__Consignes__.
a) Pourriez-vous recopier le texte sur Wittgenstein de « La seule façon, veux-je » jusqu'à « tombe si aisément[15]. » inclus, en remplaçant « étalon » par « modèle » ?
b) Pouvez-vous résumer le texte sur Wittgenstein en deux phrases ?

__Texte du document__.
========

Frege critique l’idée selon laquelle l’arithmétique est un simple jeu de signes. Maintenant il y a dans cette critique quelque chose d’inexact, et il serait bien séduisant de poursuivre cet examen. Mais nous pourrions aussi adopter un tout autre point de vue. Nous pourrions dire : laissons tout à fait de côté la question de savoir si l’arithmétique est un jeu ou non. Une chose est claire : il doit y avoir ici une certaine parenté, car sinon personne ne serait arrivé à cette idée. Examinons donc une bonne fois le jeu ! Plaçons l’examen du jeu à côté de celui de l’arithmétique et laissons l’un jeter une lumière sur l’autre ! Soyons tout à fait justes, n’affirmons rien, et laissons au contraire les choses parler d’elles-mêmes !

Tel est le point de vue duquel nous voulons considérer le langage. Nous ne voulons pas dogmatiser mais laisser le langage être tel qu’il est et le mettre en parallèle avec une image grammaticale dont nous maîtrisons complètement les propriétés. Nous construisons pour ainsi dire un cas idéal mais sans la prétention qu’il s’accorde avec quoi que ce soit. Mais nous le construisons seulement en vue d’obtenir un schéma synoptique avec lequel comparer le langage, quelque chose comme un aspect qui n’affirme rien encore et qui n’est pas non plus faux[14].

Remarquons dans cette citation que c’est le souci d’éviter le dogmatisme qui constitue la caractéristique la plus importante de ce « point de vue entièrement différent » dans lequel les images grammaticales et les jeux sont utilisés comme des objets de comparaison. Wittgenstein a fait en 1937 la remarque suivante :

La seule façon, veux-je dire, dont nous puissions éviter que nos prétentions ne soient injustifiées, ou vides, consiste à regarder l’idéal, dans notre activité théorique, pour ce qu’il est, c’est-à-dire comme un objet de comparaison — pour ainsi dire comme étalon —, au lieu d’en faire un préjugé auquel tout doit se conformer. C’est en cela en effet que consiste le dogmatisme, dans lequel la philosophie tombe si aisément[15].

Mais Wittgenstein avait déjà fait essentiellement la même remarque, en plus détaillée, au mois d’août 1931, dans le cadre d’une comparaison entre son approche et celle d’Oswald Spengler en histoire des cultures :

Spengler serait mieux compris s’il disait : Je compare différentes périodes culturelles à la vie de plusieurs familles ; à l’intérieur d’une famille il y a un air de famille, tandis qu’il y a aussi une ressemblance entre des membres de familles différentes ; mais l’air de famille se distingue de cette autre ressemblance par tel et tel caractère, etc. Je veux dire : l’objet de comparaison, l’objet dont est tirée la façon de voir les choses, doit nous être indiqué, afin d’éviter que des inexactitudes ne se glissent sans cesse dans la discussion. Faute de quoi tout ce qui vaut pour le paradigme de la théorie, on le prétendra valable volens nolens également pour l’objet dont on fait la théorie, et l’on prétendra qu’« il doit toujours… »

========

__Données__.

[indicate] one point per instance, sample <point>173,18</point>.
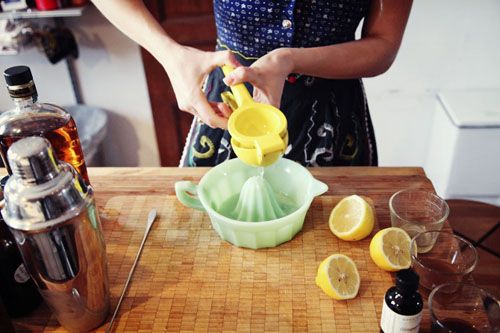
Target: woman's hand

========

__Réponses__.
a)
La seule façon, veux-je dire, dont nous puissions éviter que nos prétentions ne soient injustifiées, ou vides, consiste à regarder l’idéal, dans notre activité théorique, pour ce qu’il est, c’est-à-dire comme un objet de comparaison — pour ainsi dire comme modèle —, au lieu d’en faire un préjugé auquel tout doit se conformer. C’est en cela en effet que consiste le dogmatisme, dans lequel la philosophie tombe si aisément[15].

b) Le texte cite un passage qui propose de rapprocher l'arithmétique du jeu et de mettre le langage en parallèle avec une image grammaticale servant d'objet de comparaison qui n'affirme rien. Il souligne que ce point de vue vise avant tout à éviter le dogmatisme, puis rapporte des remarques de Wittgenstein, de 1937 et d'août 1931 à propos de Spengler, selon lesquelles l'idéal doit être vu comme un objet de comparaison clairement indiqué, et non comme un préjugé auquel tout doit se conformer.